Selected text
== Segment start ==

This is my first post ever on a chess site. I will attempt to incorporate tips to increasing effectiveness of training in chess and general understanding of strategy.
It is my sincere hope that anyone reading this benefits from this, and I am open to responses of questions of what to do for training.
My days generally start at 6 am. This is after going to bed around 10 pm the night before. So I get an ok sleep, after generally getting woken around 1 am to let the Chihuahuas out for a leak in the middle of the night, or my wife does this too. I get up, work on some drumming rudiments, do some situps, then work on the left handed guitar. Then I feed the cats, eat, and half the year drive in darkness and cold to the hospital where I work to monitor patients during angioplasties. During the lunch hour I generally study life and death problems while eating, 1 hour each day, partly because I have found it helps both my chess and Go games and I dont need a board to move pieces due to the nature of Go and its positions. If you know what you are looking at for example, in this picture of a Goban, there are the equivalent of many chess games going on all at once, and the pieces do not move, it is entirely positional, so this is advantageous in reading out positions when you dont have a board to move pieces on, like chess generally requires.
So, this brings to the main body of this post.
Efficiency of time usage. I dont like to waste time. Ever. I dislike stop lights and speed limit signs. That being said, how can I maximize retention and incorporate cross training so my brain grows as fast and strong as possible?

== Segment end ==

Data under study
== Segment start ==

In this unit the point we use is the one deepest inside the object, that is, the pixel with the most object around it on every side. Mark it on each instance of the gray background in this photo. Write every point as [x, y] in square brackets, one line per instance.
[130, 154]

== Segment end ==
== Segment start ==

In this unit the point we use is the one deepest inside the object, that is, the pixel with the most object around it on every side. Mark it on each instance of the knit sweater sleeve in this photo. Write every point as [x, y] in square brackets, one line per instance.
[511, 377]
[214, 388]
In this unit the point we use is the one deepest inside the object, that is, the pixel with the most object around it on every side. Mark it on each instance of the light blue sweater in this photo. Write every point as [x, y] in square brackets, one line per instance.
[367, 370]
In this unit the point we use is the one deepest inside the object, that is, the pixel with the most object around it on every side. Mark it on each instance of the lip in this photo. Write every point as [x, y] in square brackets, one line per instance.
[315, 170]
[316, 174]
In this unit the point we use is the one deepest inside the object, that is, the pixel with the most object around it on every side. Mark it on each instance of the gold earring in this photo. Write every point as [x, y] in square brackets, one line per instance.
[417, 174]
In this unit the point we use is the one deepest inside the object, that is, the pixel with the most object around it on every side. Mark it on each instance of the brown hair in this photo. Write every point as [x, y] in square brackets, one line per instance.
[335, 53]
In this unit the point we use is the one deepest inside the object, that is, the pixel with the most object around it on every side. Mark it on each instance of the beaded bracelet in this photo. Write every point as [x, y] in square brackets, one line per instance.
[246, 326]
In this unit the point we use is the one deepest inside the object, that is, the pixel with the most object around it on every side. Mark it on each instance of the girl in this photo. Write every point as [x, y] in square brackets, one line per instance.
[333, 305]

== Segment end ==
== Segment start ==

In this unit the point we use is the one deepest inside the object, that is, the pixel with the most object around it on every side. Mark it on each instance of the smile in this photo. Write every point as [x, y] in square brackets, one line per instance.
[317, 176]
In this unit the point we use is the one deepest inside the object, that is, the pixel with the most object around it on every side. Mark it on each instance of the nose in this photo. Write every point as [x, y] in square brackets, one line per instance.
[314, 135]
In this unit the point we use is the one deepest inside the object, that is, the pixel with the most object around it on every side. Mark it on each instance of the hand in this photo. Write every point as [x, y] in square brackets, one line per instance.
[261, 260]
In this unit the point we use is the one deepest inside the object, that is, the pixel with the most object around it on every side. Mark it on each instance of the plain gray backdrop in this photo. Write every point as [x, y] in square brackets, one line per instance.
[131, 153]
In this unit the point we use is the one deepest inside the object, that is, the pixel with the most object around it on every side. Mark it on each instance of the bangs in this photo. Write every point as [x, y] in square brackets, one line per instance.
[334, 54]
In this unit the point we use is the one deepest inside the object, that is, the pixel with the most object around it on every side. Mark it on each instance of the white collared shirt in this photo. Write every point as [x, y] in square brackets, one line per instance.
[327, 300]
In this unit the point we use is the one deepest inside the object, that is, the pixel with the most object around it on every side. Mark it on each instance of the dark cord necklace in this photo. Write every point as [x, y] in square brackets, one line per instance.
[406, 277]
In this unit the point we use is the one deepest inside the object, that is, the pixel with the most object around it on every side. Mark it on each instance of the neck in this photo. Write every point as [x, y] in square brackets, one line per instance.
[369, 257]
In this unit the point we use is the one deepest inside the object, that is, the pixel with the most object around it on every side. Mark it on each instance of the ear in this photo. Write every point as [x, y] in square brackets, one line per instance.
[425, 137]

== Segment end ==

Problem statement
In the chess training post, what does the writer study during the lunch hour?

Task solution
Life and death problems, for 1 hour each day.